(Exercise text):
▼
Michael Sam: Only One Other SEC Defensive Player of the Year Has Been Drafted Outside the First Two
By Jason Lisk
Michael Sam was the SEC co-defensive player of the year in 2013, and ended the season by setting Gus Johnson ablaze with a huge play in the Cotton Bowl to clinch the victory over Oklahoma State. He was a joy to watch this year, and was hard working and productive on the football field.
He is also considered a “tweener” and undersized for a 4-3 defensive end. College football is full of guys who were stars at that level, but became just another guy in the NFL. An award-winning history does not always translate to professional football (often, though, at the quarterback or other “skill” positions where they get credit for playing with great teammates). The productivity vs. measurables debate happens every year; it will become a focus and code in the discussion of Michael Sam, after he came out as the first openly gay player to (likely) play professional football.
Even before the announcement, the prevailing thought was that most teams knew. He had told his teammates before last season began, and was generally accepted by them. It was not a closely held secret, and scouts were talking. His draft status has been generally put in the 3rd to 5th round range (and has been adjusted already by some like CBS).
At the start of this past season, I questioned the emerging narrative that Kerry Rhodes was being blacklistedbecause of internet rumors that he was gay. Even before those rumors, teams consistently went a different direction and signed other safeties in free agency, as the rumors did not begin until free agency was almost done. The case for a broad blacklisting across the league was questionable.
This does not mean I am so naive as to think that is not a factor for any team. We have seen the anonymous quotes attributed to general managers that range from concerning to infuriating, and the latter would be referring to this from Peter King’s Monday Morning Quarterback.
“We talked about it this week,” the GM said. “First of all, we don’t think he’s a very good player. The reality is he’s an overrated football player in our estimation. Second: He’s going to have expectations about where he should be drafted, and I think he’ll be disappointed. He’s not going to get drafted where he thinks he should. The question you will ask yourself, knowing your team, is, ‘How will drafting him affect your locker room?’ And I am sorry to say where we are at this point in time, I think it’s going to affect most locker rooms. A lot of guys will be uncomfortable. Ten years from now, fine. But today, I think being openly gay is a factor in the locker room.”
Not good, overrated, on and on. Sam is a true indicator in a sense that the Rhodes rumors were not, because of the timing and the nature of the announcement. Sam will be cheap, on his rookie deal, and available to everyone at the outset.
▲
(Using the information):
#1 Name every person mentioned in the article about Michael Sam's draft prospects, counting the byline.
#2 Carry on the Michael Sam draft article past its final sentence, in the same voice.
The entries that follow have nothing to do with this.

(Extracted information):
▼
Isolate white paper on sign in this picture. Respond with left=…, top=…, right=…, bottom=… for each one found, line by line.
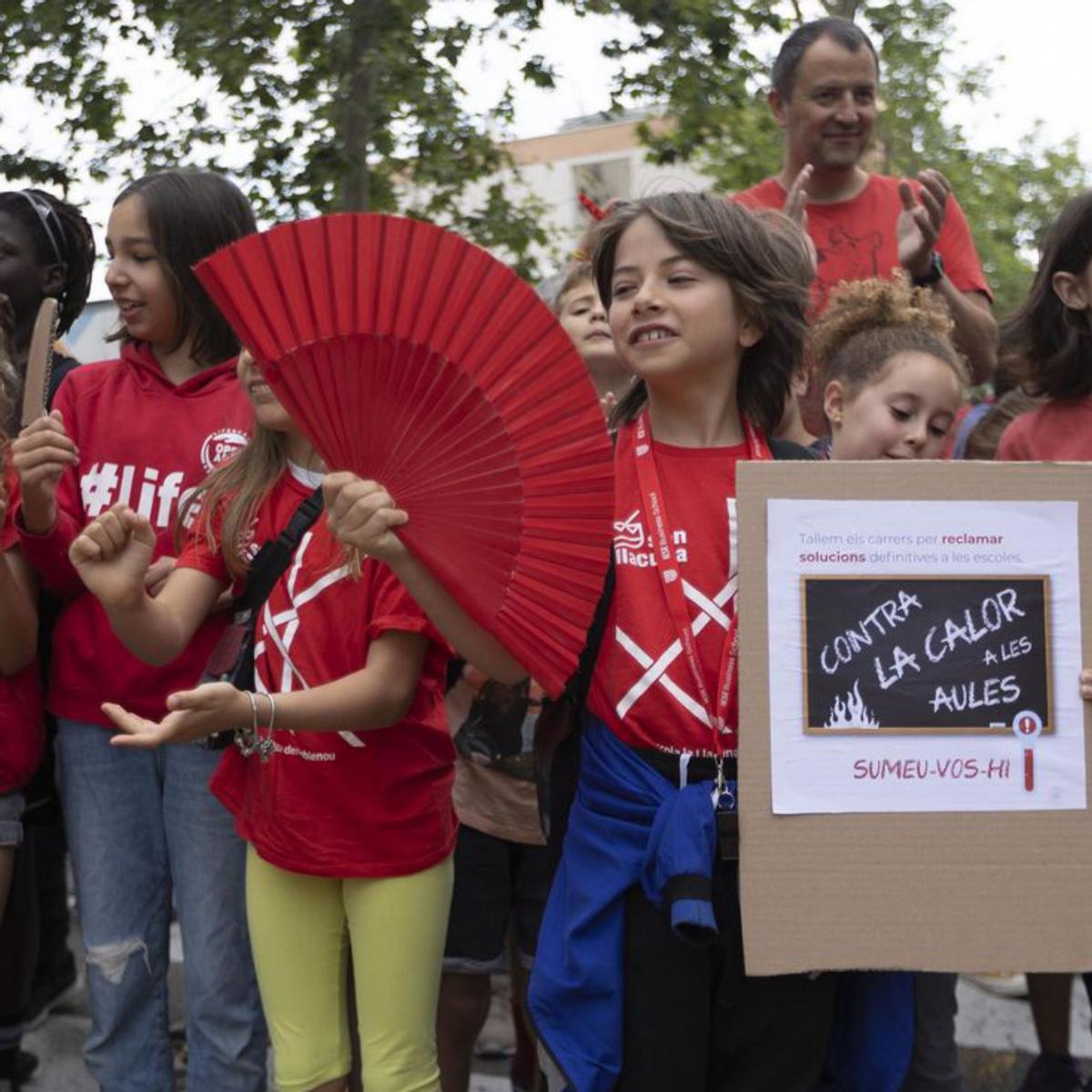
left=766, top=499, right=1087, bottom=814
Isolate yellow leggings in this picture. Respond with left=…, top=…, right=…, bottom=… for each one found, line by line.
left=247, top=846, right=452, bottom=1092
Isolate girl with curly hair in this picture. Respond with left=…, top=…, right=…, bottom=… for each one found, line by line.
left=813, top=279, right=967, bottom=459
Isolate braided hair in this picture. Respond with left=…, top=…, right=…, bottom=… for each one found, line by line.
left=0, top=190, right=95, bottom=333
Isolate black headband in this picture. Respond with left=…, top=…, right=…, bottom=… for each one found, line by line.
left=12, top=190, right=67, bottom=266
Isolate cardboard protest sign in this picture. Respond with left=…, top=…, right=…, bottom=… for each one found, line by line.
left=737, top=463, right=1092, bottom=974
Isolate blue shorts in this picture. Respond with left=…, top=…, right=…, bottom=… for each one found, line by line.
left=0, top=792, right=24, bottom=846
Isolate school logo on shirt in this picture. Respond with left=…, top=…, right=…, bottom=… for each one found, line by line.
left=613, top=509, right=687, bottom=579
left=613, top=497, right=738, bottom=732
left=201, top=428, right=250, bottom=474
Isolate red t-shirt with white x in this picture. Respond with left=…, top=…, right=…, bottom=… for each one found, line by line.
left=588, top=426, right=747, bottom=754
left=178, top=470, right=457, bottom=877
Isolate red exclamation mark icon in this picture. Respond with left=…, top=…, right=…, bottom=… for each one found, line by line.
left=1012, top=709, right=1043, bottom=793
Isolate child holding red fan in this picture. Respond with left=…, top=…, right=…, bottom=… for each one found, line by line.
left=12, top=171, right=267, bottom=1092
left=72, top=354, right=455, bottom=1092
left=327, top=193, right=834, bottom=1092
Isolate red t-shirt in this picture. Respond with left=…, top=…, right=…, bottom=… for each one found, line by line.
left=178, top=471, right=457, bottom=877
left=732, top=175, right=992, bottom=313
left=0, top=469, right=44, bottom=793
left=588, top=426, right=747, bottom=753
left=996, top=398, right=1092, bottom=463
left=17, top=342, right=253, bottom=727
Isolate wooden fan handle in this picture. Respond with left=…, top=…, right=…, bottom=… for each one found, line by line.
left=23, top=296, right=58, bottom=428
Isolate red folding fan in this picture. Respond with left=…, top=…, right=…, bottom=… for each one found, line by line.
left=196, top=214, right=612, bottom=694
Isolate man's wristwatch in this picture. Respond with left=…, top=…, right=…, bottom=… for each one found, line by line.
left=911, top=250, right=945, bottom=288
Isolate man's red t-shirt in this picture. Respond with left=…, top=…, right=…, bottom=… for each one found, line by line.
left=178, top=471, right=457, bottom=877
left=732, top=175, right=992, bottom=313
left=996, top=398, right=1092, bottom=463
left=588, top=426, right=747, bottom=754
left=0, top=466, right=45, bottom=793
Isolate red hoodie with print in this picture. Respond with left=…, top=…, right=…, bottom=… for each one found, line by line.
left=15, top=342, right=253, bottom=726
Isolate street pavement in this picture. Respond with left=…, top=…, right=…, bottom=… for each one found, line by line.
left=24, top=937, right=1092, bottom=1092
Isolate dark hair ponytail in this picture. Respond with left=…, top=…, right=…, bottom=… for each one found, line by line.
left=1001, top=190, right=1092, bottom=399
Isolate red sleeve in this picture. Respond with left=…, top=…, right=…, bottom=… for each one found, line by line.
left=937, top=197, right=994, bottom=302
left=367, top=564, right=448, bottom=651
left=175, top=510, right=231, bottom=584
left=994, top=417, right=1036, bottom=463
left=15, top=375, right=87, bottom=600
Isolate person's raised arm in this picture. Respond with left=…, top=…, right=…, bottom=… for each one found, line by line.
left=11, top=410, right=83, bottom=599
left=69, top=504, right=224, bottom=664
left=322, top=471, right=528, bottom=683
left=0, top=496, right=38, bottom=675
left=896, top=170, right=997, bottom=383
left=103, top=630, right=428, bottom=747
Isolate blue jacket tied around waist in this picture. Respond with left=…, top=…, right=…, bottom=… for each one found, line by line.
left=529, top=717, right=913, bottom=1092
left=530, top=719, right=716, bottom=1092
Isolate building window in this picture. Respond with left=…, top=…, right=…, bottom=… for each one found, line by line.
left=572, top=159, right=629, bottom=207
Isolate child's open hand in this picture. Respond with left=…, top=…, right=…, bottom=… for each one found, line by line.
left=322, top=470, right=410, bottom=562
left=103, top=682, right=252, bottom=748
left=69, top=504, right=155, bottom=606
left=11, top=410, right=80, bottom=535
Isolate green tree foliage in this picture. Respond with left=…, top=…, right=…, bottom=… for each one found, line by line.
left=0, top=0, right=547, bottom=272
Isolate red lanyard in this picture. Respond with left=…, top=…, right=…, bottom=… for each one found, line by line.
left=633, top=410, right=774, bottom=758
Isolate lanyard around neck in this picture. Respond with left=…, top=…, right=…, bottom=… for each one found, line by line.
left=633, top=410, right=772, bottom=758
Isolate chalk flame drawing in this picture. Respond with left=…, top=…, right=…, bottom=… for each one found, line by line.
left=824, top=679, right=880, bottom=728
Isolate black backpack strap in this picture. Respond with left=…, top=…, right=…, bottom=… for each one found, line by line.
left=562, top=548, right=615, bottom=705
left=235, top=486, right=322, bottom=612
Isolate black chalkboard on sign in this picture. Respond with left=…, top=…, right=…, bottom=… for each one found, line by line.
left=802, top=575, right=1054, bottom=735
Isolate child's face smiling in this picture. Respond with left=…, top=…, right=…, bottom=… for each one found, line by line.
left=106, top=193, right=178, bottom=346
left=610, top=217, right=761, bottom=386
left=824, top=353, right=962, bottom=459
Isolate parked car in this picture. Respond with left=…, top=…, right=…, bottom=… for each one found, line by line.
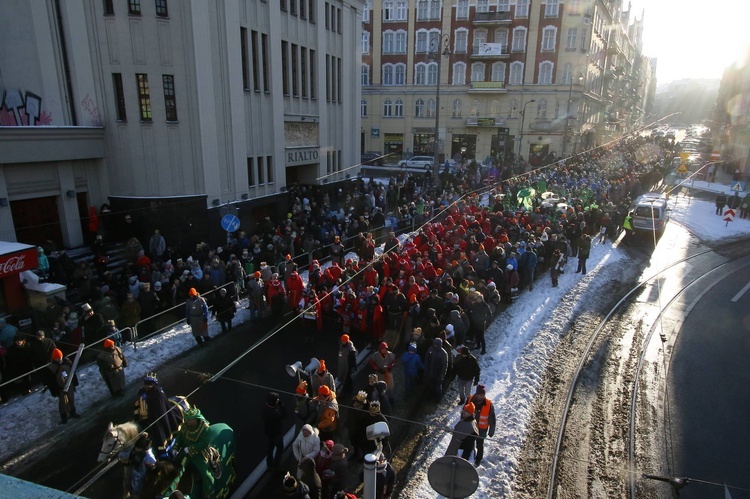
▲
(Numbered answers):
#1 Jason Lisk, Michael Sam, Gus Johnson, Kerry Rhodes, Peter King

#2
To get some sense of the range of outcomes for the “productive” players who won their major conference Defensive Player of the Year awards, I looked back at the last decade in the SEC, ACC, Big Ten, Big XII, and Pac-10/12. In the SEC, only one player who won the award was selected outside the top 33 picks in the draft–Chad Lavalais of LSU (who won the award in 2003) in the fifth round (pick #148 overall). When we look at all five conferences, here are the results (right).
Of the 54 players, almost three-fourths were selected in the first two rounds of the draft (74.1%). Only three players lasted past the sixth round–all undrafted, and all three were middle linebackers/leaders of defenses. One of those was Mark Herzlich, who dealt with cancer and made a valiant comeback after sitting out an entire season, after winning the award in 2008.
Here is the list of the ten guys who were selected as a major conference Defensive Player of the Year over the last decade, who were drafted lowest.
Bovada has set an over/under on Michael Sam’s draft position at 125.5. If he goes over, that would put him in this company already. If he were to go undrafted, he would join a small list of players, and raise plenty of questions for the entire league.
Michael Sam, like most other NFL prospects, may never make a huge impact on the field as a top line starter in the league. From the 1997 to 2006 drafts, only 6% of fourth round picks ever made a Pro Bowl, and only 28% started three or more seasons. By the sixth round, those numbers drop to 4% and 14%, respectively. If people question Sam’s ability to translate to the NFL, well, that is in line with most other players being drafted in rounds 3 to 5. If he lasts beyond that, then you have to be a strong believer in statistically rare coincidences.